Problem statement -
Transcribe the lines below without any alteration, starting at the line that contains "Give the segmentation of every instance of the leafy" and ending at the line that contains "71L69 71L69 64L66", with both of those lines included.

Stored dataset items:
__________________________________________________
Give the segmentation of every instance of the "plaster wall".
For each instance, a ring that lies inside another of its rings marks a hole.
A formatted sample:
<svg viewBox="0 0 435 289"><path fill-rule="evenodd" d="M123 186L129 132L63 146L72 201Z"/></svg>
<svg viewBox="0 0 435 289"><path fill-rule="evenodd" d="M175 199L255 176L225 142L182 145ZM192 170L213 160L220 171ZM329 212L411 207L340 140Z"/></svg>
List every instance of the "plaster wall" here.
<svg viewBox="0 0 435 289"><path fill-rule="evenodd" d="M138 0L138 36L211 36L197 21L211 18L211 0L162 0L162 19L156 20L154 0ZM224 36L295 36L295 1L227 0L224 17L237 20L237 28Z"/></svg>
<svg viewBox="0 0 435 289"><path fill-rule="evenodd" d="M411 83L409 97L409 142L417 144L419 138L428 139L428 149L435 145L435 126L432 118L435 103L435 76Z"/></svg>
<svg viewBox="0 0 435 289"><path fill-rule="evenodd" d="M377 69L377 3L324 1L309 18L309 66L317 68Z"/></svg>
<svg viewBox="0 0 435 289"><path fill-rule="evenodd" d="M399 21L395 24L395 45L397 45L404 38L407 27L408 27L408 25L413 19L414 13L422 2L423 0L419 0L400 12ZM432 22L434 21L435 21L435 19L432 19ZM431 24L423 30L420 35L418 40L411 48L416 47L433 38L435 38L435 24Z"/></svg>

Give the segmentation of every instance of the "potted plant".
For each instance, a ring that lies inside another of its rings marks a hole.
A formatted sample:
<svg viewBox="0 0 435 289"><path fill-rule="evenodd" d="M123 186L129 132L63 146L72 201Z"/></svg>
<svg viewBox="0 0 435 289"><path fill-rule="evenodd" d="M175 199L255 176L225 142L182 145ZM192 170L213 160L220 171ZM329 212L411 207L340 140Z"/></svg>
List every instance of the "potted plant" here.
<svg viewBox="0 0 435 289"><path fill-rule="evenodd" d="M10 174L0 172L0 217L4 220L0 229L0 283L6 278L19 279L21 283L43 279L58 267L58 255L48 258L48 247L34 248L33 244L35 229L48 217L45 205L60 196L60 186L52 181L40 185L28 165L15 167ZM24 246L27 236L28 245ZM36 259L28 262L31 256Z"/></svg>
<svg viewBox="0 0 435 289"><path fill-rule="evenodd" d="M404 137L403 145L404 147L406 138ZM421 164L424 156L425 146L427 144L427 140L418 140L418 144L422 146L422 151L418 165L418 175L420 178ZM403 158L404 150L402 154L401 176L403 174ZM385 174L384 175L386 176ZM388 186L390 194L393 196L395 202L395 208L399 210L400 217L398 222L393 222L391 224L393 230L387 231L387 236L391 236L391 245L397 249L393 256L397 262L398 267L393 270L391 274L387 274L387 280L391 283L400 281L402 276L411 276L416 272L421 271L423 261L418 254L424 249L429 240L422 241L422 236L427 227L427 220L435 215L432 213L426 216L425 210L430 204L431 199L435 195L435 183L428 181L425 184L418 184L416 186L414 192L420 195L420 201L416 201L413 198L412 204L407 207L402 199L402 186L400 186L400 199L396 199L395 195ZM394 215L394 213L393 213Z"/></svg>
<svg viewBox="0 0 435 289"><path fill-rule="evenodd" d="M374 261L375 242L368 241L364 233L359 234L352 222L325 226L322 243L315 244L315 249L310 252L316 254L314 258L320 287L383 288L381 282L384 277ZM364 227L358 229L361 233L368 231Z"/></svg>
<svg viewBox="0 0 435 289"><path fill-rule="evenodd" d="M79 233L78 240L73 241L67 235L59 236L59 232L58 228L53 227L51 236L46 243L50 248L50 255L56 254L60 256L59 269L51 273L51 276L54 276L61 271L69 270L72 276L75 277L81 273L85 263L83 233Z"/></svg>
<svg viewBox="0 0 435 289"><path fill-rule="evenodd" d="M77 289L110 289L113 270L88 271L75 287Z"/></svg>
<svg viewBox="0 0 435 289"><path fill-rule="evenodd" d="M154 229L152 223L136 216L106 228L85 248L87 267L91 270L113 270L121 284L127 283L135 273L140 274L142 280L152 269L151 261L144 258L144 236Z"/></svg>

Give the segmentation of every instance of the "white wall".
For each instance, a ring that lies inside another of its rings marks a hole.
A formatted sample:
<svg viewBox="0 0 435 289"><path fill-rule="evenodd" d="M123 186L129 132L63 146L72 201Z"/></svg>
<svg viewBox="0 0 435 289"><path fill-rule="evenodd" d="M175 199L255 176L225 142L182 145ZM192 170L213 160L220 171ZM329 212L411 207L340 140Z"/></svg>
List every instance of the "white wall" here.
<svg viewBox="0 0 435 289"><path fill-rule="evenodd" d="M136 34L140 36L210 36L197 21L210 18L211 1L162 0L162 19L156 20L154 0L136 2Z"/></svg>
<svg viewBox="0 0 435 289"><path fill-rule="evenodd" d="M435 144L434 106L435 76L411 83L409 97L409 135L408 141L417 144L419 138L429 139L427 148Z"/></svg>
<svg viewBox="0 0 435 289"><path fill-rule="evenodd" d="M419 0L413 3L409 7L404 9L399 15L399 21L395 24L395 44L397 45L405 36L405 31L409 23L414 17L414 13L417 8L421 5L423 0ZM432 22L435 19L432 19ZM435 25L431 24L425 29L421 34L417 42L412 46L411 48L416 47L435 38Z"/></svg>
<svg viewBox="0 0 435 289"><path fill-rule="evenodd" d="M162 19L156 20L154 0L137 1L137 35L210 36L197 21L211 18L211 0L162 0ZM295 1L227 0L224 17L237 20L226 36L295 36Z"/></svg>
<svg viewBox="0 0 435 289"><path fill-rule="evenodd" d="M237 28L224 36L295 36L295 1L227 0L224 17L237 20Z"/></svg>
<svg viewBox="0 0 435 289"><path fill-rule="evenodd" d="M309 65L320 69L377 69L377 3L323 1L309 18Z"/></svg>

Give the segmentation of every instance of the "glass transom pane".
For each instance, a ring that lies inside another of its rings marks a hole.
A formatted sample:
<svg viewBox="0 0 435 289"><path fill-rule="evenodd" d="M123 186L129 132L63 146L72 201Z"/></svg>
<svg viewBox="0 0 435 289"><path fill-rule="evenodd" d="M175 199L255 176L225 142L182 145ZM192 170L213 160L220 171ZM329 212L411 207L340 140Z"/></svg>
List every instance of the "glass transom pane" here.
__________________________________________________
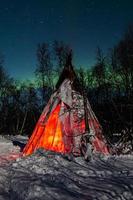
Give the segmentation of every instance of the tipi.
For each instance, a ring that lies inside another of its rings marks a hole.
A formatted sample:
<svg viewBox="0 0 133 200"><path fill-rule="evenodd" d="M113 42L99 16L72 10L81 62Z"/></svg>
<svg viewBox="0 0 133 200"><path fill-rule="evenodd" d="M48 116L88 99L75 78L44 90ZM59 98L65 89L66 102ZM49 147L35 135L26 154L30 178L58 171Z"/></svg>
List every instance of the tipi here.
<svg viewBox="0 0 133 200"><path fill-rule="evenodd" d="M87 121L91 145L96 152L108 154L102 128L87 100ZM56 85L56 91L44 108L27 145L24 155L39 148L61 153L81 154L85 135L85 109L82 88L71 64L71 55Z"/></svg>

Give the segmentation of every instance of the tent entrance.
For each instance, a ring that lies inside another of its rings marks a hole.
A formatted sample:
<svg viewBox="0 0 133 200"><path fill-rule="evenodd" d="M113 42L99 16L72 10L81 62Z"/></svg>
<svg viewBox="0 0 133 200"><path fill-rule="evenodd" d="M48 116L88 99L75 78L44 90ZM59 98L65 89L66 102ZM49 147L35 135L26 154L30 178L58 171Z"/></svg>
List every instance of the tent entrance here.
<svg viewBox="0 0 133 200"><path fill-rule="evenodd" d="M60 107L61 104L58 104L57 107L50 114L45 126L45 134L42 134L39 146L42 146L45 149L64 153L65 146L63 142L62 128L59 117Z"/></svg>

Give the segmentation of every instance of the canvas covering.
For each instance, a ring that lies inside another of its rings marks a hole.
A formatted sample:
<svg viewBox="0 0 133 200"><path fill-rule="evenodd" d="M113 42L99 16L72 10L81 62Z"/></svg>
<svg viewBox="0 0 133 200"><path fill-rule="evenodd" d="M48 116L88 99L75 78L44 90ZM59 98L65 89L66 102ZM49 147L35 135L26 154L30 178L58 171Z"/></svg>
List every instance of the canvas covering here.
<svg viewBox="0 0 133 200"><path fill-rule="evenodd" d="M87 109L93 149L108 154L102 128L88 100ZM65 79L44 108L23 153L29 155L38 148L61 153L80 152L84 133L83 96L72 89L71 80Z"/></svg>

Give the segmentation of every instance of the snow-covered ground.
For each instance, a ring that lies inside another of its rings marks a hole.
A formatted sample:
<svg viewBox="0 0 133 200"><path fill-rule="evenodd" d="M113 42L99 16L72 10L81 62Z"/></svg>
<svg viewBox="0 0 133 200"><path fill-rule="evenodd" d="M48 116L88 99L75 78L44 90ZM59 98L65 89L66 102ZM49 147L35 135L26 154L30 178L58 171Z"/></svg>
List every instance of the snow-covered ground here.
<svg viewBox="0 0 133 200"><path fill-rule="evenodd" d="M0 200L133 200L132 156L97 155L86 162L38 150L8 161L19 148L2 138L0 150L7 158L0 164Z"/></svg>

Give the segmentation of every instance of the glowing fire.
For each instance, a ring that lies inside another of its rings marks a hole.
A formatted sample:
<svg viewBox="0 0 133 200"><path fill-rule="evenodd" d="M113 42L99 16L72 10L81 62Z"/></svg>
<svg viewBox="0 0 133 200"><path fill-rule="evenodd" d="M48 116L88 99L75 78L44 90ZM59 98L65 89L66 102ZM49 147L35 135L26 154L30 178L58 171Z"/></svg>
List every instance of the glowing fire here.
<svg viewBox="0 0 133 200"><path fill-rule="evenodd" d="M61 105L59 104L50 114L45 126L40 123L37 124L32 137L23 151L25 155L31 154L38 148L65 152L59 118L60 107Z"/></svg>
__________________________________________________
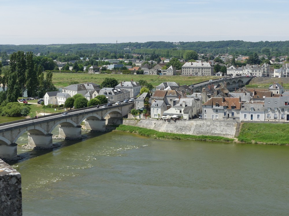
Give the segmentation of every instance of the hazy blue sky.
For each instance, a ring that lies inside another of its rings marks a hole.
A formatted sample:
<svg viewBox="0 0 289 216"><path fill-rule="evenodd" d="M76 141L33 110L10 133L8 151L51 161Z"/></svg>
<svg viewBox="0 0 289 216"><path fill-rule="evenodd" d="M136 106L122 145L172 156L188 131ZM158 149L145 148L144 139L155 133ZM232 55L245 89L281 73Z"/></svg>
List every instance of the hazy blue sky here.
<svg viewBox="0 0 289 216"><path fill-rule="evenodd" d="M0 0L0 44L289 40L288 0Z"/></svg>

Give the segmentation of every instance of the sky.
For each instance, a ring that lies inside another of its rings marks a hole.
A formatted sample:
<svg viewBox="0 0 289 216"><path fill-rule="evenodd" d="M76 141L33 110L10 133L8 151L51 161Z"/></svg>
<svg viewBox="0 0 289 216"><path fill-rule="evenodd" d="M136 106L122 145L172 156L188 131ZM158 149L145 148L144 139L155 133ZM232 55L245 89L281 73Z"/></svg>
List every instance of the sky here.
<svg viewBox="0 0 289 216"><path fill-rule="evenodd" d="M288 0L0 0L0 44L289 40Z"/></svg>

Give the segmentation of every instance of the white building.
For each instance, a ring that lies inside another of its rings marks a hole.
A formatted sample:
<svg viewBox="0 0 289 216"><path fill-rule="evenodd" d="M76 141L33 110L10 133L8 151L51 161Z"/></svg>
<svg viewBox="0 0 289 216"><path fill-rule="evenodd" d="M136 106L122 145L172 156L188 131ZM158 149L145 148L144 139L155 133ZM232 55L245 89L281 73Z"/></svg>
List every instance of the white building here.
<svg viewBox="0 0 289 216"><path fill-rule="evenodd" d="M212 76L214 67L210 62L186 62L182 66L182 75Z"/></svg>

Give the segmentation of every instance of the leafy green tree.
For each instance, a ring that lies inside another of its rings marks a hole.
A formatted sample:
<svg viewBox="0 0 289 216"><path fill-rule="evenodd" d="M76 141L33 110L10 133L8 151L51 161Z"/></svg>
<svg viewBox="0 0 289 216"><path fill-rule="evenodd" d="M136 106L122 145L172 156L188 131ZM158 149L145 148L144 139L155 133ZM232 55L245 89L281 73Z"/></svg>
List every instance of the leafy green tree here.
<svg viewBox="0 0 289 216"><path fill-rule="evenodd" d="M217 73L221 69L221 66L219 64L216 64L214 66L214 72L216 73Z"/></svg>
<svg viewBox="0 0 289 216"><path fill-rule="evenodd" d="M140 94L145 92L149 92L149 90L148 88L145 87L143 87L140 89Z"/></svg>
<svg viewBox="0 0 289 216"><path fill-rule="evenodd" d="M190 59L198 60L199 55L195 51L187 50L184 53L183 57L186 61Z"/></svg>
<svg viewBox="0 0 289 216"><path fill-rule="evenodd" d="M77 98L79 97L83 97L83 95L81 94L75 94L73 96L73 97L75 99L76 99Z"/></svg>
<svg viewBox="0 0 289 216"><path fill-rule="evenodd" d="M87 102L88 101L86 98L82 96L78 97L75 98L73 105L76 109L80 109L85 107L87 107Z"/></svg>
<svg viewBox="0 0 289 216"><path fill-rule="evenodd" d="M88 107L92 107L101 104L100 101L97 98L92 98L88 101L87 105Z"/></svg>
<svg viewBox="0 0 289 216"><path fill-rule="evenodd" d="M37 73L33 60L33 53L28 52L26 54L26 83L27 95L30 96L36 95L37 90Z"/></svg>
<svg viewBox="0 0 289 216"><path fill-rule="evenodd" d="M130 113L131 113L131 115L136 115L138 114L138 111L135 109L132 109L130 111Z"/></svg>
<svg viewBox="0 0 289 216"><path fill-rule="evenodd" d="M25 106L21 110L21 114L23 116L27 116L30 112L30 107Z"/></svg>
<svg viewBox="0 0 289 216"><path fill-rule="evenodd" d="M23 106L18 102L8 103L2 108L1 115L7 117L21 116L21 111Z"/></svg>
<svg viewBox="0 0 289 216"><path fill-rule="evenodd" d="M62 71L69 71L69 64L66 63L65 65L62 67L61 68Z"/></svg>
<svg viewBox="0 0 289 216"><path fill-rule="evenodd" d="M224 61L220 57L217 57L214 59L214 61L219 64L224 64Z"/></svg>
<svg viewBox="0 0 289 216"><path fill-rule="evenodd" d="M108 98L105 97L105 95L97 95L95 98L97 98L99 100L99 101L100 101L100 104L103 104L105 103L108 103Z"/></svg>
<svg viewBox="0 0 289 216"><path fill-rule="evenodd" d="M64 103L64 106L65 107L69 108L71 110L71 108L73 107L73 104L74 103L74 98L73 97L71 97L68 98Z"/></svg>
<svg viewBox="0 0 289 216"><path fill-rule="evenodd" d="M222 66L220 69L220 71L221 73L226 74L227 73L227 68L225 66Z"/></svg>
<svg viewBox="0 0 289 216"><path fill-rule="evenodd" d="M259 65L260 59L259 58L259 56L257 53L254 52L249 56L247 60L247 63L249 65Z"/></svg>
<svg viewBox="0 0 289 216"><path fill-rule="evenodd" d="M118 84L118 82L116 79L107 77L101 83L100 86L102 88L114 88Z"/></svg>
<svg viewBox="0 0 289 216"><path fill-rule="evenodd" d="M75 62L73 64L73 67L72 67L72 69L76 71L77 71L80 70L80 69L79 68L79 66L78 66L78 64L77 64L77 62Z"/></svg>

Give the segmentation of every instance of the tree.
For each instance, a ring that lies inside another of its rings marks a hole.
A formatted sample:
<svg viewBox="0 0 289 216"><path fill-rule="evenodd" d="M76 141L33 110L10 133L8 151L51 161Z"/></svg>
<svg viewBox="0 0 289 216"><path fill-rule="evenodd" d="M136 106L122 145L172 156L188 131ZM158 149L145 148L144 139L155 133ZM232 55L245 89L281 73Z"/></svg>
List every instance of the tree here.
__________________________________________________
Result -
Give the segmentation of every instance of the leafy green tree.
For each instance, a ring that lies inside another of its rings marks a hole.
A formatted sample:
<svg viewBox="0 0 289 216"><path fill-rule="evenodd" d="M76 141L33 110L10 133L8 151L51 161Z"/></svg>
<svg viewBox="0 0 289 216"><path fill-rule="evenodd" d="M136 106L122 145L172 156L188 131ZM158 149L145 148L144 139L155 133ZM232 55L245 89L281 73Z"/></svg>
List every instance of the leafy green tree here.
<svg viewBox="0 0 289 216"><path fill-rule="evenodd" d="M217 73L221 69L221 66L219 64L216 64L214 66L214 72L216 73Z"/></svg>
<svg viewBox="0 0 289 216"><path fill-rule="evenodd" d="M140 94L145 92L149 92L149 90L148 88L145 87L143 87L140 89Z"/></svg>
<svg viewBox="0 0 289 216"><path fill-rule="evenodd" d="M190 59L198 60L199 55L195 51L187 50L184 53L183 57L186 61Z"/></svg>
<svg viewBox="0 0 289 216"><path fill-rule="evenodd" d="M77 98L79 97L83 97L83 95L81 94L75 94L73 96L73 97L75 99L76 99Z"/></svg>
<svg viewBox="0 0 289 216"><path fill-rule="evenodd" d="M87 102L88 101L86 98L82 96L78 97L75 98L73 105L76 109L80 109L85 107L87 107Z"/></svg>
<svg viewBox="0 0 289 216"><path fill-rule="evenodd" d="M88 107L92 107L101 104L100 101L97 98L92 98L88 101L87 105Z"/></svg>
<svg viewBox="0 0 289 216"><path fill-rule="evenodd" d="M37 73L33 60L33 53L28 52L26 54L26 83L27 95L30 96L36 95L37 90Z"/></svg>
<svg viewBox="0 0 289 216"><path fill-rule="evenodd" d="M130 113L131 113L131 115L136 115L138 114L138 111L135 109L132 109L130 111Z"/></svg>
<svg viewBox="0 0 289 216"><path fill-rule="evenodd" d="M25 106L21 110L21 114L23 116L27 116L30 112L30 107Z"/></svg>
<svg viewBox="0 0 289 216"><path fill-rule="evenodd" d="M23 106L18 102L8 103L2 108L1 115L7 117L21 116L21 111Z"/></svg>
<svg viewBox="0 0 289 216"><path fill-rule="evenodd" d="M62 71L69 71L69 64L66 63L65 65L62 67L61 68Z"/></svg>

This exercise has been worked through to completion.